MORTGAGE
Comparing Types of Mortgages
What you'll learn:What type of mortgage is best for you
EXPECTED READ TIME:7 MINUTES
Updated January 27, 2023
One of the things that can make the home buying process complicated is the dozens of mortgage options. It may seem like there are too many types and there is no one-size-fits-all loan. Different loan programs fit different borrower’s various needs. We’ll discuss the most common home loans and outline who they may be best suited for.
What are the different types of mortgages?
There are two main categories of mortgages:
- Conventional
- Government
Conventional loans are either conforming or non-conforming loans. The difference between the two types is the amount you can borrow. For 2023, most of the continental U.S. has a conforming limit of $726,200 for one-unit properties. In high-cost areas, that limit is increased to $1,089,300. Anything over those limits would be considered a non-conforming loan — also known as a jumbo loan.
A conventional mortgage is not guaranteed by a government entity like the Veterans Administration (VA) or the Federal Housing Administration (FHA). A conventional mortgage is available through private lenders like PenFed and may be sold to a government-sponsored enterprise such as Fannie Mae or Freddie Mac.
Government guaranteed loans include VA and FHA loans. Both the VA and FHA work hard to provide borrowers with low down payment options so that individuals and families can fulfill their dreams of homeownership.

EXERCISE SET:
**1)** Echo the mortgage types article from "A conventional mortgage is not" up to and including "dreams of homeownership.".
**2)** According to the mortgage types article, what is the 2023 conforming limit for one-unit properties in high-cost areas?
The data after this point is separate from the mortgage types article.

COLLECTED MATERIAL:
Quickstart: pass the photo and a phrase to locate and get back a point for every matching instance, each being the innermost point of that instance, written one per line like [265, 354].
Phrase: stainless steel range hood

OUTPUTS FOR THE TASKS:
**1)**
A conventional mortgage is not guaranteed by a government entity like the Veterans Administration (VA) or the Federal Housing Administration (FHA). A conventional mortgage is available through private lenders like PenFed and may be sold to a government-sponsored enterprise such as Fannie Mae or Freddie Mac.
Government guaranteed loans include VA and FHA loans. Both the VA and FHA work hard to provide borrowers with low down payment options so that individuals and families can fulfill their dreams of homeownership.

**2)** $1,089,300